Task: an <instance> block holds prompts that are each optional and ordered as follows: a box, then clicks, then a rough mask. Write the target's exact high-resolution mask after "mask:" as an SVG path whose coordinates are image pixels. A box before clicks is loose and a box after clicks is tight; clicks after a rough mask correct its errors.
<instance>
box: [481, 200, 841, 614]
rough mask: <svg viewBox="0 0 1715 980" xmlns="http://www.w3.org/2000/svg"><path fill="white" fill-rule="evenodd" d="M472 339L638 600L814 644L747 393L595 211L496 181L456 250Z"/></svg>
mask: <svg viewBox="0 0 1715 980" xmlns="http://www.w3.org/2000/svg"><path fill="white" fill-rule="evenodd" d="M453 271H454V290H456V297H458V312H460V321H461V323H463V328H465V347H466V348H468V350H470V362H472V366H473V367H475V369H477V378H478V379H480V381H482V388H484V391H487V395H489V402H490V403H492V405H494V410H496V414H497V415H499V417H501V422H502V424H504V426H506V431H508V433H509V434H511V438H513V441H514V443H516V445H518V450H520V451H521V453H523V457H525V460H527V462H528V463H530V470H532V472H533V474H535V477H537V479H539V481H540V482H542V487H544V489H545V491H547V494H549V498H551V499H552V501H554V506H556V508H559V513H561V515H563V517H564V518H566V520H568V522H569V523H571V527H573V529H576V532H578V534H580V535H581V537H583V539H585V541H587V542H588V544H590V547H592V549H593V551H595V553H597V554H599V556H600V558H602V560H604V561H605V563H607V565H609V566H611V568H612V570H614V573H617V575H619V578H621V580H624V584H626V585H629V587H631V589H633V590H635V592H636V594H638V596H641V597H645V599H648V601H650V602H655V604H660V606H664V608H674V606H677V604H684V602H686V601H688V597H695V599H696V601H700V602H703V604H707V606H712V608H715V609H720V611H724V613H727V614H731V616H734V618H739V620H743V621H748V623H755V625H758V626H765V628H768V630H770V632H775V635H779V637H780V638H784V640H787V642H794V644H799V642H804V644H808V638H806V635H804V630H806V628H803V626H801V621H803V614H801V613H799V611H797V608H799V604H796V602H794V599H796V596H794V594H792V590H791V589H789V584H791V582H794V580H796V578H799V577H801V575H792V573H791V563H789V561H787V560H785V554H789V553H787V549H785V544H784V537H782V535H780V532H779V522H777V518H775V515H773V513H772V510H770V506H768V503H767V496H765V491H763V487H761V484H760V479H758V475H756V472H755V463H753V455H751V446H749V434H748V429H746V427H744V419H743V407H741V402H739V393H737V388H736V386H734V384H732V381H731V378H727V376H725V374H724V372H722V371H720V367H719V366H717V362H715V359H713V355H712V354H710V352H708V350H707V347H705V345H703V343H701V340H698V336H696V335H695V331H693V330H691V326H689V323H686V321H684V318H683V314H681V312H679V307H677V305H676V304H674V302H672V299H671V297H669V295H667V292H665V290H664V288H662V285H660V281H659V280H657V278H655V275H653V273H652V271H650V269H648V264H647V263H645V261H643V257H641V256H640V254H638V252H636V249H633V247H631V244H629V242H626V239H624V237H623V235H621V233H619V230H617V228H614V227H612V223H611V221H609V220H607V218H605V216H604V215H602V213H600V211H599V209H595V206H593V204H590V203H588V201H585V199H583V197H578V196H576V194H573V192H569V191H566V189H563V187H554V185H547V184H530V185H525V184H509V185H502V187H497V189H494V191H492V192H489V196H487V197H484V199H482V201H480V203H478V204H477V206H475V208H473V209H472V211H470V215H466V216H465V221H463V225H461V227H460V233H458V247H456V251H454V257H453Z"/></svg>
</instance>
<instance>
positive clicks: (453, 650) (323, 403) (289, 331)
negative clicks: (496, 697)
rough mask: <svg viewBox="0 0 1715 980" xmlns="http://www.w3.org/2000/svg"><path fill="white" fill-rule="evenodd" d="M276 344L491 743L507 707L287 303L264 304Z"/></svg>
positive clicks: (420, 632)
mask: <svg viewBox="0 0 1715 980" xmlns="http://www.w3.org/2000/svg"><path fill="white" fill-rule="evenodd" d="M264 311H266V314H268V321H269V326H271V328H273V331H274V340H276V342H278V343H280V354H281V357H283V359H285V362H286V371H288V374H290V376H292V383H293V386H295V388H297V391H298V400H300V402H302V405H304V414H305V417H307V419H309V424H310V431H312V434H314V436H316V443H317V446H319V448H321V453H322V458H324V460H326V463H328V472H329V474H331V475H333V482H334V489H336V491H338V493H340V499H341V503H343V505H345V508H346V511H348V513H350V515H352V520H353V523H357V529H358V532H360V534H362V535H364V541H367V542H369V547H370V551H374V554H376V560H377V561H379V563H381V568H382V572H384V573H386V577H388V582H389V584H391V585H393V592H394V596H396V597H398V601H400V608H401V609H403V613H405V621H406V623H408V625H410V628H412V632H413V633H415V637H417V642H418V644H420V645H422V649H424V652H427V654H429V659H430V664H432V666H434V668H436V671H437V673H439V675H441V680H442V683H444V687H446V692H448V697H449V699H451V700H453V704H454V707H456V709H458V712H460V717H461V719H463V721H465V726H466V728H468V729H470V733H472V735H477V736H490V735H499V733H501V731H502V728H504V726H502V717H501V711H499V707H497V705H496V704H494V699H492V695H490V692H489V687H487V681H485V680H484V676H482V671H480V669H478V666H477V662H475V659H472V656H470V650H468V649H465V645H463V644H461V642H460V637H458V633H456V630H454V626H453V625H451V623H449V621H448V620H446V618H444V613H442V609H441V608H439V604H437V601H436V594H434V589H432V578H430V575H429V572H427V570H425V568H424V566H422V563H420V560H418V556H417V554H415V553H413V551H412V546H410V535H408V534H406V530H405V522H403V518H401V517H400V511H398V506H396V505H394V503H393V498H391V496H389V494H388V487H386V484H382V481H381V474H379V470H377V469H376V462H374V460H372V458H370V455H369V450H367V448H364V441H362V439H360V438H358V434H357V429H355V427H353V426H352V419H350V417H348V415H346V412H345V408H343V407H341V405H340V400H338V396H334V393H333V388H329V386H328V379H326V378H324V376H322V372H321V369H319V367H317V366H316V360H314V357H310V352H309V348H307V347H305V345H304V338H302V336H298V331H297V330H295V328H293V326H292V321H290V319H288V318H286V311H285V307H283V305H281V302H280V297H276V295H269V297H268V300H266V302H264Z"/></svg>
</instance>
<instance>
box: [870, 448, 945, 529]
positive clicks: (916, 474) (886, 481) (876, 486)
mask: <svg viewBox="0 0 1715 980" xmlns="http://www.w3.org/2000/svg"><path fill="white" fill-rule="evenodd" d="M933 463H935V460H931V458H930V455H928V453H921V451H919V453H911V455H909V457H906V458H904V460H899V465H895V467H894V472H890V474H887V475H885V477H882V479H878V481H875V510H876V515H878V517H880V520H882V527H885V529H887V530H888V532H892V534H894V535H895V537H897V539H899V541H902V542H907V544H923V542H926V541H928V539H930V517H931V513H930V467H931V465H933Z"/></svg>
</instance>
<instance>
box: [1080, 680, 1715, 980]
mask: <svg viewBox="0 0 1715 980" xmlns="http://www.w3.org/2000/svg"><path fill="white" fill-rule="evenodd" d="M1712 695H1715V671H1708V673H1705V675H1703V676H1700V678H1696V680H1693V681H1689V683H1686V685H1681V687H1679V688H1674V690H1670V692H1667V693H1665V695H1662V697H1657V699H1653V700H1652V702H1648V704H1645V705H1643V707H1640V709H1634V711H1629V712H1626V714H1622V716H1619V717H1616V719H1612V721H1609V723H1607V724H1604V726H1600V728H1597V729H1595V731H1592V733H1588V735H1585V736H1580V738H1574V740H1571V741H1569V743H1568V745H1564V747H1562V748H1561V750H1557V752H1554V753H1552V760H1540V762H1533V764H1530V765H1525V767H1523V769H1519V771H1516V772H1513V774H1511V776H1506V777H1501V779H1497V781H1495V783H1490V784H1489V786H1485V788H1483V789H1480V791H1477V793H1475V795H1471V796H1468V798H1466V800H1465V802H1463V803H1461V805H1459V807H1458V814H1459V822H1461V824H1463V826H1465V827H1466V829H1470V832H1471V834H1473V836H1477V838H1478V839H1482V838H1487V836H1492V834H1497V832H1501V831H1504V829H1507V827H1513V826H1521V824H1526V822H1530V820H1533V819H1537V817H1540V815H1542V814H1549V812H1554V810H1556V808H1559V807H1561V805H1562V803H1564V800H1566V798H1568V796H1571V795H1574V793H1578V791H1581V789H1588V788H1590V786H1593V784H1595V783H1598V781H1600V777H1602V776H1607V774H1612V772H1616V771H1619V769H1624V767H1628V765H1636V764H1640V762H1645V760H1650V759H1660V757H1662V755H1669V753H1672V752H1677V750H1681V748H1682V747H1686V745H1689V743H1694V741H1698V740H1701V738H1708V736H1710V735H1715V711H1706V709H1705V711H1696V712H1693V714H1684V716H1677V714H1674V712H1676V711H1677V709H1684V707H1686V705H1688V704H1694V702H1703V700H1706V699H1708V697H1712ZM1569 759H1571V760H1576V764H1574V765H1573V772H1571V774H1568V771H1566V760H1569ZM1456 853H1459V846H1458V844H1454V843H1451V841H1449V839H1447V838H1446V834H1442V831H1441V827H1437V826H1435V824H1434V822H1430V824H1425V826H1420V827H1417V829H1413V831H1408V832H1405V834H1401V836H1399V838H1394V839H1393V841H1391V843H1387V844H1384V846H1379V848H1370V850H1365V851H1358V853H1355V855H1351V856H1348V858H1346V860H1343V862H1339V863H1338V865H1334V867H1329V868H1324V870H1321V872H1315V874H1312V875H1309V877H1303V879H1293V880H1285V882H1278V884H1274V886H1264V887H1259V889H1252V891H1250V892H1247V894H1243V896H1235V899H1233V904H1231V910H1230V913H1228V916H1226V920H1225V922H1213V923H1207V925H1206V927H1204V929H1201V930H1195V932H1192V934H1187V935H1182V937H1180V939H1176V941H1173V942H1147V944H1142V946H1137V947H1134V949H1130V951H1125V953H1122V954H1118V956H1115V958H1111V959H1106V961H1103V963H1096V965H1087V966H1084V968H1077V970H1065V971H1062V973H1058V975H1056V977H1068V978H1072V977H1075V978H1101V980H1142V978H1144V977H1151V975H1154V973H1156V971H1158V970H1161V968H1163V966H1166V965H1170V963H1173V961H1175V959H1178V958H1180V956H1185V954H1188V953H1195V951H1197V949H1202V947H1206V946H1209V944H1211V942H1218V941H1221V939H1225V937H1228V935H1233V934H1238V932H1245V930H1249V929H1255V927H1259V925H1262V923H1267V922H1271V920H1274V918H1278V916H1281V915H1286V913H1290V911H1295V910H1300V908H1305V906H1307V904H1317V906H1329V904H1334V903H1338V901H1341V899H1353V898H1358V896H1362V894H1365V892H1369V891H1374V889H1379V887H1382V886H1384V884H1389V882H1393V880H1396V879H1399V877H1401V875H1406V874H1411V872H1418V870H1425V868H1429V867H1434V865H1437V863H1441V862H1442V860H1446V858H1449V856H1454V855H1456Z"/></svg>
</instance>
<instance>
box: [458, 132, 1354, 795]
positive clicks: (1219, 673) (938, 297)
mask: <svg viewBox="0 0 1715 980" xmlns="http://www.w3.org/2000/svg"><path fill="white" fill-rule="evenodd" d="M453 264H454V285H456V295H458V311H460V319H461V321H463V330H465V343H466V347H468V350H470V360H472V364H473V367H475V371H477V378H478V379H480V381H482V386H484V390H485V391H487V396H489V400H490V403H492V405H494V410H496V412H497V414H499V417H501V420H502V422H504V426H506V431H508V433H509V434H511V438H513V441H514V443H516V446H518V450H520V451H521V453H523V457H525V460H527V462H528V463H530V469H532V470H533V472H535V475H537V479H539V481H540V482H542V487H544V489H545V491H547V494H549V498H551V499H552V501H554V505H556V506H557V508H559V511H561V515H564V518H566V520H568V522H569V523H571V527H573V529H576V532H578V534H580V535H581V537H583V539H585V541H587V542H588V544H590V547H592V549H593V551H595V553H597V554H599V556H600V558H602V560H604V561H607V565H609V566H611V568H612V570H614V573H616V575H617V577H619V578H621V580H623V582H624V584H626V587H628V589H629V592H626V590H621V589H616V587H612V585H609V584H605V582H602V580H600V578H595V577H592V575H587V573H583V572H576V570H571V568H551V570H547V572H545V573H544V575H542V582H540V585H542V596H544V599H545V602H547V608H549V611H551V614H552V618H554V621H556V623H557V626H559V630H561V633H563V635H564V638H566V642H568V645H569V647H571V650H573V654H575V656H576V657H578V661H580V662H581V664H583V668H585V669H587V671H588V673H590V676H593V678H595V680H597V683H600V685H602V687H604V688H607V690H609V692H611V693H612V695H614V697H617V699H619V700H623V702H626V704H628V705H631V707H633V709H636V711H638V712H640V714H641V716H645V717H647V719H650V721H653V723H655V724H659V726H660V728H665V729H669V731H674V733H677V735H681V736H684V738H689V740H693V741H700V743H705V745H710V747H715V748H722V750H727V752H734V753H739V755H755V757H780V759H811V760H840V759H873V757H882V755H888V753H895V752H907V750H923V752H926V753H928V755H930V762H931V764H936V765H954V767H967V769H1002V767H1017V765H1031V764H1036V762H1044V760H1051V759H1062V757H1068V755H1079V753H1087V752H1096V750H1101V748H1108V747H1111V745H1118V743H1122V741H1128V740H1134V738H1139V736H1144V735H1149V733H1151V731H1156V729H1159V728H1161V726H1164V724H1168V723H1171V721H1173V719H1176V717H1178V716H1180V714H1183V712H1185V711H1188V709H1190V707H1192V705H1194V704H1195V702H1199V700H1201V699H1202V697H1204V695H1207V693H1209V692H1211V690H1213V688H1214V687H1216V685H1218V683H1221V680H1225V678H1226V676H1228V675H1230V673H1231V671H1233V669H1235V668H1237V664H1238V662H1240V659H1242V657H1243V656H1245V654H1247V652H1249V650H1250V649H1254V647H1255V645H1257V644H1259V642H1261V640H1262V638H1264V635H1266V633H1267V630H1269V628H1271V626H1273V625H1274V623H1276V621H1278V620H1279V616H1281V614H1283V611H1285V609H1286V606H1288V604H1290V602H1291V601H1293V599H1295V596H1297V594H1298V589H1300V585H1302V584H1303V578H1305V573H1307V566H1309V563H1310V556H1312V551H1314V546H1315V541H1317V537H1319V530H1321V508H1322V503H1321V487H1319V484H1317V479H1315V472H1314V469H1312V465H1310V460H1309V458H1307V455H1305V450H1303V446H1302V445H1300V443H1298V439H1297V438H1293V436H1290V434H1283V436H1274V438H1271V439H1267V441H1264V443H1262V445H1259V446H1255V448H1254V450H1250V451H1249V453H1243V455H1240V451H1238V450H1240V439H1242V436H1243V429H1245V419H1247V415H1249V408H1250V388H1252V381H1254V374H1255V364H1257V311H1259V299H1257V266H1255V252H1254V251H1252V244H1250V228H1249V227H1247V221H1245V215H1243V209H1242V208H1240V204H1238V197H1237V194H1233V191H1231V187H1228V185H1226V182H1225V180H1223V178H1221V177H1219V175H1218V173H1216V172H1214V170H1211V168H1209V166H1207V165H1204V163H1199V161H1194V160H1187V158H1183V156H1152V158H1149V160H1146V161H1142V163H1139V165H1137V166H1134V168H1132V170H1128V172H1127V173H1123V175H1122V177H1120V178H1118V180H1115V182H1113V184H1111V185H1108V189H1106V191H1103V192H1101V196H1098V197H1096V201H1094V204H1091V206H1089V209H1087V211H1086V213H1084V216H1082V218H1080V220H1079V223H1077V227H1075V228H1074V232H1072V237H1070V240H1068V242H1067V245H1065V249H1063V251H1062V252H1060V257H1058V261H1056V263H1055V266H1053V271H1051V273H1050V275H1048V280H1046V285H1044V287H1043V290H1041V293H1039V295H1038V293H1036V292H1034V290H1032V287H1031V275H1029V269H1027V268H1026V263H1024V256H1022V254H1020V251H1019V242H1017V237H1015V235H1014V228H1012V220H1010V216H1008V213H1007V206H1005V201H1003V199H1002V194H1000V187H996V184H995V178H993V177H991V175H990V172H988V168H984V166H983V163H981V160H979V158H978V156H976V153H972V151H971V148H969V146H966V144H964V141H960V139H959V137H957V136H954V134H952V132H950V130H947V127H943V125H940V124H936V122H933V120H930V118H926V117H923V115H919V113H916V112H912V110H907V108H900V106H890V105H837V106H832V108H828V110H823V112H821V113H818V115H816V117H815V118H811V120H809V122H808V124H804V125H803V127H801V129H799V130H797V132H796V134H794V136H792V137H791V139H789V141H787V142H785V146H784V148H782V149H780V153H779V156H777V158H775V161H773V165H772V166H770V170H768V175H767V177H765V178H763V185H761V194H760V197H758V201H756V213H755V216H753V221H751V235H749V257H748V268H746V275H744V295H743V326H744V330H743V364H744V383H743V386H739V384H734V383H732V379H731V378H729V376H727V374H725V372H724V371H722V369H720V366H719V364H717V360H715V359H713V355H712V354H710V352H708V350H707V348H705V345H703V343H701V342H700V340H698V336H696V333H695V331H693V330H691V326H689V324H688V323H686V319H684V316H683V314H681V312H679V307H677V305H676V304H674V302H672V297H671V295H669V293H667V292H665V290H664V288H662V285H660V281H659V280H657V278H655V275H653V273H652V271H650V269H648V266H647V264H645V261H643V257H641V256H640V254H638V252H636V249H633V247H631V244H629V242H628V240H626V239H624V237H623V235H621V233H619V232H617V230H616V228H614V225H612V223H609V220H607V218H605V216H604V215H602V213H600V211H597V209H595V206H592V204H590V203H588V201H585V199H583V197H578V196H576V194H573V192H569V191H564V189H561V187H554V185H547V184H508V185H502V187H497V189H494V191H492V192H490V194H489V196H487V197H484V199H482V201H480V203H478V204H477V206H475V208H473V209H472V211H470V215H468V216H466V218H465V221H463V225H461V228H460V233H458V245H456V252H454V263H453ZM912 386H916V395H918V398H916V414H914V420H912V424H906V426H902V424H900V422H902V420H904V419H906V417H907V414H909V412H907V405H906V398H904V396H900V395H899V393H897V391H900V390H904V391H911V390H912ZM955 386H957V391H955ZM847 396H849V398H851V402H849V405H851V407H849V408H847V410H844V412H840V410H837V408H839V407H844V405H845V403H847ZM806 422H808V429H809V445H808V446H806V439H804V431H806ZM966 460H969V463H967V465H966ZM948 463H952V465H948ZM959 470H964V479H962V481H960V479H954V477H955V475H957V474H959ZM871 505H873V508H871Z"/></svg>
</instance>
----------------
Among the lines above, find each one containing the string "positive" and copy it.

positive clicks: (453, 650) (323, 403) (289, 331)
positive clicks: (420, 632)
positive clicks: (916, 474) (886, 481) (876, 486)
positive clicks: (1219, 673) (938, 297)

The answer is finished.